Aim: In the items below, put the lines from the one containing "Annotation guideline: for every instance of the cascading" through the one containing "<point>238,189</point>", inclusive, into a numbered list, omitting any blank lines.

---- Records for processing

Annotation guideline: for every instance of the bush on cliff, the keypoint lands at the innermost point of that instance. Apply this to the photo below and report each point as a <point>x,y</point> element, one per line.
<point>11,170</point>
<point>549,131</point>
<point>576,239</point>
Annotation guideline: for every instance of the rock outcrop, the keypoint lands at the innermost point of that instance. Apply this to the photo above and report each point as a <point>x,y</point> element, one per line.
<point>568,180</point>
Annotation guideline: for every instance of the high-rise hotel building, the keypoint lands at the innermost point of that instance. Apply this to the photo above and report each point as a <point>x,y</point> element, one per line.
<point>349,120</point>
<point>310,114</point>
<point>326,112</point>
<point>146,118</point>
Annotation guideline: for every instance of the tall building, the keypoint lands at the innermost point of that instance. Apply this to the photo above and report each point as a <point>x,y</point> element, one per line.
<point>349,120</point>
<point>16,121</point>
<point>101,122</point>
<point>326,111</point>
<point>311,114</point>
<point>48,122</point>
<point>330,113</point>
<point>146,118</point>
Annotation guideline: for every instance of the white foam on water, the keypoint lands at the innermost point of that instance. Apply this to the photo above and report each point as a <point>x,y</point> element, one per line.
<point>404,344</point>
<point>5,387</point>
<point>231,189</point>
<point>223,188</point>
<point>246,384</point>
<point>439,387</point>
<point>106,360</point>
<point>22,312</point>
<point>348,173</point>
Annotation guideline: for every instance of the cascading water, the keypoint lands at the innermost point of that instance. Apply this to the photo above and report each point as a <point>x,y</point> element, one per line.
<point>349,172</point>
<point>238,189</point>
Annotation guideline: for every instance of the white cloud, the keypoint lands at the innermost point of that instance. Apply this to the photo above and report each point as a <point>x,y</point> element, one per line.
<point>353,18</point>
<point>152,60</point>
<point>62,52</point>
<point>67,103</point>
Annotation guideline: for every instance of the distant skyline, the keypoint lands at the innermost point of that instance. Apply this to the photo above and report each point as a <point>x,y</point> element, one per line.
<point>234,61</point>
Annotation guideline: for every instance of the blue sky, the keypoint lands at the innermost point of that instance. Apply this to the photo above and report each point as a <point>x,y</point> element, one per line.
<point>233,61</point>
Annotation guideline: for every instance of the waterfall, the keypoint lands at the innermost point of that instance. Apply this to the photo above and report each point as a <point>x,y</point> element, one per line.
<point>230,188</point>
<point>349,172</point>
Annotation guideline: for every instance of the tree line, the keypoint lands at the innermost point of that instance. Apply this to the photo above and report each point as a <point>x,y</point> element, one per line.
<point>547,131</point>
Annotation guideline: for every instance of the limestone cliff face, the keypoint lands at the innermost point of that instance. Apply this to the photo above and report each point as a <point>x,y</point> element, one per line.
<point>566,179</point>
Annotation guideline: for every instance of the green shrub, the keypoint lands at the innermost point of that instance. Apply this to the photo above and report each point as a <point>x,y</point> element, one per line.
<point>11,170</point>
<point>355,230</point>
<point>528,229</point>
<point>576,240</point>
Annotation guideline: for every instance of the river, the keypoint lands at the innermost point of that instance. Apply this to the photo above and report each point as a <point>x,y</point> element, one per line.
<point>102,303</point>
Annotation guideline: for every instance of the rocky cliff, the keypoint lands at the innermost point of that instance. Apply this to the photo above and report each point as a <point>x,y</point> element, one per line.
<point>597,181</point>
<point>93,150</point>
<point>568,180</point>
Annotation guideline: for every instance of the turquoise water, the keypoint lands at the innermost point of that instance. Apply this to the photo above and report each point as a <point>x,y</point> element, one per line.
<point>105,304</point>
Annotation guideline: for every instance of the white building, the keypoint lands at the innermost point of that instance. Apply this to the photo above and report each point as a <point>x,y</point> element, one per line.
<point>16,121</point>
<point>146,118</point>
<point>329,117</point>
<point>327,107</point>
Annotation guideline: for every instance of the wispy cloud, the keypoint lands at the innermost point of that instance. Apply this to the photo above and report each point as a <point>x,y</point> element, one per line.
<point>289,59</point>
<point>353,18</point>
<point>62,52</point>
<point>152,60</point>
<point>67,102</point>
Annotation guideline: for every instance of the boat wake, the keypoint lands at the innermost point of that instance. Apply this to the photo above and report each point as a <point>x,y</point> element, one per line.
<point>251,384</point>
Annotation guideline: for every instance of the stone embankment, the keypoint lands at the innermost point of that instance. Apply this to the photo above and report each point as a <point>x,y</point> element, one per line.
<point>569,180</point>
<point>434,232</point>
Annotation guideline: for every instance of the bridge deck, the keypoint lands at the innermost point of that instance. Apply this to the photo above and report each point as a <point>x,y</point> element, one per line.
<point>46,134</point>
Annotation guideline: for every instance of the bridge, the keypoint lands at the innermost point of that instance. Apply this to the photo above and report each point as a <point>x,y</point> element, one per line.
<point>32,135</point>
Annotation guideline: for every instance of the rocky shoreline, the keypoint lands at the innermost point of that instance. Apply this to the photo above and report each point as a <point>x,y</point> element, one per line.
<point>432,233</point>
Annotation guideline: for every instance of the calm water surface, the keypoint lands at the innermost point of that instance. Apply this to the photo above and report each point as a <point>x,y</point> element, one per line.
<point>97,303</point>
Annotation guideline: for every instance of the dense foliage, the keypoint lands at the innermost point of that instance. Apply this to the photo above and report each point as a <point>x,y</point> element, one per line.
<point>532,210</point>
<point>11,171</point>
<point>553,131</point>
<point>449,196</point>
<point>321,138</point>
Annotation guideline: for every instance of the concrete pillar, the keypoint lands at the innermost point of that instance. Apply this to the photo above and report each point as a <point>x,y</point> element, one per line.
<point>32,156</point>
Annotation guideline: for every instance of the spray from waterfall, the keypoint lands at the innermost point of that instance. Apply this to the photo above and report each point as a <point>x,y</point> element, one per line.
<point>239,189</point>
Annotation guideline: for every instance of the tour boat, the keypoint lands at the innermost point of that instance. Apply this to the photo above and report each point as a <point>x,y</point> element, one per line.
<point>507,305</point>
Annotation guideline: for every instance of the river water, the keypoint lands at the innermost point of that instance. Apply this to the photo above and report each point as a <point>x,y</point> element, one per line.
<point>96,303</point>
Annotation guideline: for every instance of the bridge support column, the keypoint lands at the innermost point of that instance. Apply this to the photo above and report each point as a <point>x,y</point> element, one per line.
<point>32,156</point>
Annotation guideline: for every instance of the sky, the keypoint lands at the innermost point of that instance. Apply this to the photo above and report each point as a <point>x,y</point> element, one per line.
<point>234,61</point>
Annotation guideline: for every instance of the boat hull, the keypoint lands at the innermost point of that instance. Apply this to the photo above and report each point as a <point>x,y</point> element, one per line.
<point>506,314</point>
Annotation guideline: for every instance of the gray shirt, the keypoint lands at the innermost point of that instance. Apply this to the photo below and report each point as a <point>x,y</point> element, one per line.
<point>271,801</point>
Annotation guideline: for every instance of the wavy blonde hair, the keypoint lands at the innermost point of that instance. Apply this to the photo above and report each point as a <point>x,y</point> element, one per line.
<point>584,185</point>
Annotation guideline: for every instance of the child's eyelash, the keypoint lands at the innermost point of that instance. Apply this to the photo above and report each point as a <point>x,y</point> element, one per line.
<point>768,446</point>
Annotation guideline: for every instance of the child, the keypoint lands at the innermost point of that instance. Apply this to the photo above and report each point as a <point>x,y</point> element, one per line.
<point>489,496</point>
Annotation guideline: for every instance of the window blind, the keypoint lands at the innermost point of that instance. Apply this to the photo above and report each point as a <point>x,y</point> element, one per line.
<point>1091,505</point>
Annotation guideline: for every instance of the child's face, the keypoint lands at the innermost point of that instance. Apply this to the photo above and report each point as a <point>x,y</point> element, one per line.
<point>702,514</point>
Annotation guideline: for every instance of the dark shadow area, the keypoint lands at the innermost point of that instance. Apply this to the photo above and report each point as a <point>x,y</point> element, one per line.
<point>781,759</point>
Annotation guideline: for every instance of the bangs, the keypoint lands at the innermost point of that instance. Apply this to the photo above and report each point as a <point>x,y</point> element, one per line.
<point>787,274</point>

--------

Response to the task:
1. Annotation guideline: for every instance of the cascading water, the keypoint lands at the innermost point of that instance. Apply this to the photo above and report each point as a <point>x,y</point> element, one per line.
2. <point>349,172</point>
3. <point>238,189</point>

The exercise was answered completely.